Extracted data entries:
──────
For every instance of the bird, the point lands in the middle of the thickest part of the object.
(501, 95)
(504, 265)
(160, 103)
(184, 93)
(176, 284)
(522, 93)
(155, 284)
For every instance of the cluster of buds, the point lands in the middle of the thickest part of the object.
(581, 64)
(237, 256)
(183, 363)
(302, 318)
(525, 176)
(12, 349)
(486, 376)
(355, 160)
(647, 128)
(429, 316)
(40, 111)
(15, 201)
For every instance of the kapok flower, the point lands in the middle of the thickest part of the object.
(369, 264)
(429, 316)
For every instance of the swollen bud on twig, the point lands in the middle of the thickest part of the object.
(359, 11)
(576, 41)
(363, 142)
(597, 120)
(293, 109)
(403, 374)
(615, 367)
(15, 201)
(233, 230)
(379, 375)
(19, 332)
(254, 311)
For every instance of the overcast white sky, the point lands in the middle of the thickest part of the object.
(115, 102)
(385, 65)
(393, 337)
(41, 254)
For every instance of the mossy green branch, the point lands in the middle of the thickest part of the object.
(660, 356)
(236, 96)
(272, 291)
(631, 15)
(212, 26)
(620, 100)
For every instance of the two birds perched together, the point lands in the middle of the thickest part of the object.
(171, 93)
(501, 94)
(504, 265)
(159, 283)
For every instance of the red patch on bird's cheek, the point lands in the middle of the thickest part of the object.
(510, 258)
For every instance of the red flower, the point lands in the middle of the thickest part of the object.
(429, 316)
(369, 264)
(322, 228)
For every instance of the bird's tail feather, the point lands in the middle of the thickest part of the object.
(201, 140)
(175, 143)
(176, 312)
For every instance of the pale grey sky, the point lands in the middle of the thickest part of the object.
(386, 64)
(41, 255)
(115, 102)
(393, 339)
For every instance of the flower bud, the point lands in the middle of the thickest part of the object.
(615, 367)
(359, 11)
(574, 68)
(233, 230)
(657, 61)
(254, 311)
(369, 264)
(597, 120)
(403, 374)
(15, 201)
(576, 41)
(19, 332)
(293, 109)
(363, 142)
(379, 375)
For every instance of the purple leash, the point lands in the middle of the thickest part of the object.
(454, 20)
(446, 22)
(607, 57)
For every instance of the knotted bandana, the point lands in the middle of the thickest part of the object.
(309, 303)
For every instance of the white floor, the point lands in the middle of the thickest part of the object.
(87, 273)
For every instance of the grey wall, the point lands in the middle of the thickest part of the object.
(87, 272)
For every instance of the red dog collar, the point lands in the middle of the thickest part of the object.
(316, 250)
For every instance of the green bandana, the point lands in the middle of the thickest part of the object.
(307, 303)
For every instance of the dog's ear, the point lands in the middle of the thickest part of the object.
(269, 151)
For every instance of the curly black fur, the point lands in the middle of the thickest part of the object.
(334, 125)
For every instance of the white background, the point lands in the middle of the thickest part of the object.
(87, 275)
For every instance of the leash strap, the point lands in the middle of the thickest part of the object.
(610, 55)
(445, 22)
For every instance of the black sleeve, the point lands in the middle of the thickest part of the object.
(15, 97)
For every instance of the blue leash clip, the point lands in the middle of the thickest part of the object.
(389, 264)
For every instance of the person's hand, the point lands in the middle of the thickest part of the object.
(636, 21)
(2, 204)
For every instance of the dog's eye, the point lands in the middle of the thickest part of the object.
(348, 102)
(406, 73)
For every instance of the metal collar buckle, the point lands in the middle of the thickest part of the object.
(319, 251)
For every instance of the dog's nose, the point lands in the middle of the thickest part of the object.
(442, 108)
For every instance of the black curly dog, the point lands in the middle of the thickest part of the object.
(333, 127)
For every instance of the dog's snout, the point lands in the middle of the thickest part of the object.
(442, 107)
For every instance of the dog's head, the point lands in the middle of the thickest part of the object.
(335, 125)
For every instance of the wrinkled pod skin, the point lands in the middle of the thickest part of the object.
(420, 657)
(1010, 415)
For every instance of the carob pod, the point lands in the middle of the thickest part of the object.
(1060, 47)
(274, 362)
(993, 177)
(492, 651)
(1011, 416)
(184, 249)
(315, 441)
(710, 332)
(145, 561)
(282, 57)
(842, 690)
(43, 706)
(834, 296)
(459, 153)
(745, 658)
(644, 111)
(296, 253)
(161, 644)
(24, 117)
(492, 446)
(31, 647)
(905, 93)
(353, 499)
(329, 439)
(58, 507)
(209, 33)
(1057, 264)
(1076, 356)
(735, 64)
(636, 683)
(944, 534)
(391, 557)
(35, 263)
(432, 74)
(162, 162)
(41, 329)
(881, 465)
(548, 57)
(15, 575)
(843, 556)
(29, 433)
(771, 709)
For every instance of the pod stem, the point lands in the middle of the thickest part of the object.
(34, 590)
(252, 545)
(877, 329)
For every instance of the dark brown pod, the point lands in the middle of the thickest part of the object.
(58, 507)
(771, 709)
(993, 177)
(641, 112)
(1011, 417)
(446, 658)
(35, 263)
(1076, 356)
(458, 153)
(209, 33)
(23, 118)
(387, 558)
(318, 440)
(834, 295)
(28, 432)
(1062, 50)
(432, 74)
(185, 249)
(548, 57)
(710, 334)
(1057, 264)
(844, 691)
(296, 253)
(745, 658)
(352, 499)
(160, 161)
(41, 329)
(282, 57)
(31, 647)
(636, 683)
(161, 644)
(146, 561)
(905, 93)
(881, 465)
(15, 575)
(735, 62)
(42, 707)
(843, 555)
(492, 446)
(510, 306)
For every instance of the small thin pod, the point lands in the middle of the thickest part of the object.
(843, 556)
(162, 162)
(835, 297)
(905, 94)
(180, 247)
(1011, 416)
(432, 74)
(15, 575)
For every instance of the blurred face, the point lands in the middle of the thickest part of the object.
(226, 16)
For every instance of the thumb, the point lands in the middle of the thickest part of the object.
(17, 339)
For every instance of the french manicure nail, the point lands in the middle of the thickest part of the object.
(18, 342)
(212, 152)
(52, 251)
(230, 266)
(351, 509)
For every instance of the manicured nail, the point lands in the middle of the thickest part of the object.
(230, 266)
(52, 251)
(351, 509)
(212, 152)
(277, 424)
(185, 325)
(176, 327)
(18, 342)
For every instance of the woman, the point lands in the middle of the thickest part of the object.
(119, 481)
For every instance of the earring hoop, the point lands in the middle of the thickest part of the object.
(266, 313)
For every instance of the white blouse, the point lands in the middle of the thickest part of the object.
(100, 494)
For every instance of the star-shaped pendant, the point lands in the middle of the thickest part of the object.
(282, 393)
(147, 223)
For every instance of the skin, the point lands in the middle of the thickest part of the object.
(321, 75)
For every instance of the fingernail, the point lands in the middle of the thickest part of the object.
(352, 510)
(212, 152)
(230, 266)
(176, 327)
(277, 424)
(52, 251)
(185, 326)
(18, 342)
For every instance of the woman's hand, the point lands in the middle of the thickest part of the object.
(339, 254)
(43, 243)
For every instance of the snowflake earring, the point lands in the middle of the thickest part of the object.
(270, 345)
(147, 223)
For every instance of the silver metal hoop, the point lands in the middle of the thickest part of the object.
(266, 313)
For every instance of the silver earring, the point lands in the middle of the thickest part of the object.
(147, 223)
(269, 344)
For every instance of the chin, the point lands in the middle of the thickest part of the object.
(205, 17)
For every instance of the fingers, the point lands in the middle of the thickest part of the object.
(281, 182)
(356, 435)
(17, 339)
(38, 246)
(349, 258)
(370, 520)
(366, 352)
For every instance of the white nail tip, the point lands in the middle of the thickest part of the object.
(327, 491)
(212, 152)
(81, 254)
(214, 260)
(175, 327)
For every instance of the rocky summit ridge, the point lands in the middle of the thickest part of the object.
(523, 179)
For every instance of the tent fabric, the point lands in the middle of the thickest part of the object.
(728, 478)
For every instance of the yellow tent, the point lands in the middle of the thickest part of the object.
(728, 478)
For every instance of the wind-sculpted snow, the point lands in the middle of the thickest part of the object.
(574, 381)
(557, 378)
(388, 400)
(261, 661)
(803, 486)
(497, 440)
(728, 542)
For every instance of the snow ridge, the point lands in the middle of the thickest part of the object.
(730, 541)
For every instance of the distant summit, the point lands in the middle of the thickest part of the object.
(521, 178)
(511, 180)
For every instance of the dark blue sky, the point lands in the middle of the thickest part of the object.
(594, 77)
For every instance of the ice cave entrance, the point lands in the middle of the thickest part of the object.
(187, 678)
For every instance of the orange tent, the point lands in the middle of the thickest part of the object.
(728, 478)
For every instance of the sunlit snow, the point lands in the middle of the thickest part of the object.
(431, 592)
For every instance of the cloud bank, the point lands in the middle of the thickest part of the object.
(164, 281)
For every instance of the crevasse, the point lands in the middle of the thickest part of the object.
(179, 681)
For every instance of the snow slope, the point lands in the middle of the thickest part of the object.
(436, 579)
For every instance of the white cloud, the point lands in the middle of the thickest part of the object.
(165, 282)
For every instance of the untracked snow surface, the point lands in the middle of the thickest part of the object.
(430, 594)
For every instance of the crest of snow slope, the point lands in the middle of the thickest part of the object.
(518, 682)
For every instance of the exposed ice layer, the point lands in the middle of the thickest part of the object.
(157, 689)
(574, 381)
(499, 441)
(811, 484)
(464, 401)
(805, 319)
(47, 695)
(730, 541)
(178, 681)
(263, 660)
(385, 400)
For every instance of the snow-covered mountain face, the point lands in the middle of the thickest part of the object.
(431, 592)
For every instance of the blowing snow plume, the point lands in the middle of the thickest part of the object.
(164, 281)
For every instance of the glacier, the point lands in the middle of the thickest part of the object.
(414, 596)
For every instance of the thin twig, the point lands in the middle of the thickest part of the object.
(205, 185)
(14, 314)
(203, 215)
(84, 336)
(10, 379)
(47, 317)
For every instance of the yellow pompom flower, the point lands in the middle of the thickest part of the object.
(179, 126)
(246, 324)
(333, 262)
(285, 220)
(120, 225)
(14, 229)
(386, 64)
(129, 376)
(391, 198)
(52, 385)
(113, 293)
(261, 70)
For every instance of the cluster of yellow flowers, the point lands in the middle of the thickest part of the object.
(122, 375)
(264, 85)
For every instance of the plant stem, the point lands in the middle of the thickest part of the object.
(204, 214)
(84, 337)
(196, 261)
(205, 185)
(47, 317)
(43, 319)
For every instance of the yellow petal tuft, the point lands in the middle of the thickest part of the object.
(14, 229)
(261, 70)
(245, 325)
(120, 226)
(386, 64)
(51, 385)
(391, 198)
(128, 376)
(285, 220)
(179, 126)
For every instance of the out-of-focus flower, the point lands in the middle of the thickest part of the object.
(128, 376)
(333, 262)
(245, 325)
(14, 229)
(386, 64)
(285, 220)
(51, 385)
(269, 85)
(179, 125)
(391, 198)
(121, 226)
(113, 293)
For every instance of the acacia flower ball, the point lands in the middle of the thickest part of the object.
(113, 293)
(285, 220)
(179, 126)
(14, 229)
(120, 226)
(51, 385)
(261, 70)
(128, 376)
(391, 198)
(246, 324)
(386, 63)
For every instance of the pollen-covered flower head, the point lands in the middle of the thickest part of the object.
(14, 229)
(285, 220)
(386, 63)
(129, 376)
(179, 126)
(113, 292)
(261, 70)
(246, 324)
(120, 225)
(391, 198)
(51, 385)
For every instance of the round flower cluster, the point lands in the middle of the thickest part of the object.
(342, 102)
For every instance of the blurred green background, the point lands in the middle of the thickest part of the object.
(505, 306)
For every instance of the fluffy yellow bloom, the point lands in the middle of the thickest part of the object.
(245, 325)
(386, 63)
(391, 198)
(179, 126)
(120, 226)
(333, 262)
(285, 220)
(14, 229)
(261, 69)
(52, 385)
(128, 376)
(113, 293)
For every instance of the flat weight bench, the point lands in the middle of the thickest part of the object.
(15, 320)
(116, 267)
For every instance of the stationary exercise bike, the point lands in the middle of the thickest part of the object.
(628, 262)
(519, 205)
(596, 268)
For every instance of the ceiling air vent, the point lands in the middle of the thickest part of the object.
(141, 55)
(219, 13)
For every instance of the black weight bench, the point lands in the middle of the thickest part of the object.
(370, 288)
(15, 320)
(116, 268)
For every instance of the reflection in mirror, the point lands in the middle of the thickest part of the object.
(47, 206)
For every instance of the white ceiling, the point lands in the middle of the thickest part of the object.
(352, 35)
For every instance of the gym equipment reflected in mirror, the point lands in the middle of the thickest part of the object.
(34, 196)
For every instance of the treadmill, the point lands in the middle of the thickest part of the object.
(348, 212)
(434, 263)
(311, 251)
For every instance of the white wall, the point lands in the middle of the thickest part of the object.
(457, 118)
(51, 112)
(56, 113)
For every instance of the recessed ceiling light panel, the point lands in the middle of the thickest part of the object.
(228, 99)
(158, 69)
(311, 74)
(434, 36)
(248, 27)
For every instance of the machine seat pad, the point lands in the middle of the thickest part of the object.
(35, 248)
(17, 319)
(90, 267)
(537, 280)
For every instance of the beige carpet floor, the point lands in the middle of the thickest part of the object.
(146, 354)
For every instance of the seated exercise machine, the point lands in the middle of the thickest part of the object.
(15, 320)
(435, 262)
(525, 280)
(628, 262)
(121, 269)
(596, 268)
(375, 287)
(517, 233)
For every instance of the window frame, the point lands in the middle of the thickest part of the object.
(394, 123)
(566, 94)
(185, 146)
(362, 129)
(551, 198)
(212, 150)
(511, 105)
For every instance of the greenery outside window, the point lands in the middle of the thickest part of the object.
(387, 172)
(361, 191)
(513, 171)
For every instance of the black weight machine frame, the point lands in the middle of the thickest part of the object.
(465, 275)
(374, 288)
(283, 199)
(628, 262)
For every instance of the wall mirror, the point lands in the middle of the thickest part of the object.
──────
About this exercise: Each line from the one containing "For every instance of the reflection" through the final line of the records must be repeated exactly, with no line added or dropped.

Written answer:
For every instance of the reflection in mirror, the point lands in the middle of the thickest part of the object.
(47, 206)
For every instance of the white ceiling, the point lands in the middle of the thickest part of the object.
(352, 35)
For every instance of the gym equipment reflected in mirror, the point lands in the middle of the thickest part of the object.
(34, 196)
For every instance of the treadmill, the point lands in the middle of the thickest part of the object.
(348, 212)
(434, 263)
(311, 251)
For every instance of the white wall, the point lands in the middle of the thickest part of the object.
(457, 118)
(51, 112)
(56, 113)
For every instance of the recessed ceiling light panel, the point lands in the middle of the thickest part of the object.
(228, 99)
(158, 69)
(311, 74)
(434, 36)
(248, 27)
For every instance of the machine seat pad, the point lands in the middle of the thickest part of the object.
(35, 248)
(17, 319)
(90, 267)
(537, 280)
For every instance of the beige carpet floor, the point lands in the middle of the thickest part of the object.
(146, 354)
For every instance of the seated exercise machine, the point lands in the middle of the thickest part of the object.
(15, 320)
(435, 262)
(525, 280)
(628, 262)
(121, 269)
(596, 268)
(375, 287)
(517, 233)
For every instance of the window frame, the point lands in the middle of the thickest part of the object.
(394, 123)
(566, 94)
(185, 146)
(362, 129)
(551, 198)
(212, 150)
(511, 105)
For every instance of the greenery outside window, the point lands in the middle of the thickest part of the object.
(387, 172)
(361, 191)
(513, 171)
For every instance of the black weight machine frame, the point lands in the middle of the thickest part of the object.
(465, 275)
(374, 288)
(283, 199)
(628, 262)
For every instance of the wall mirror, the point lands in the middle of the thickest part of the object.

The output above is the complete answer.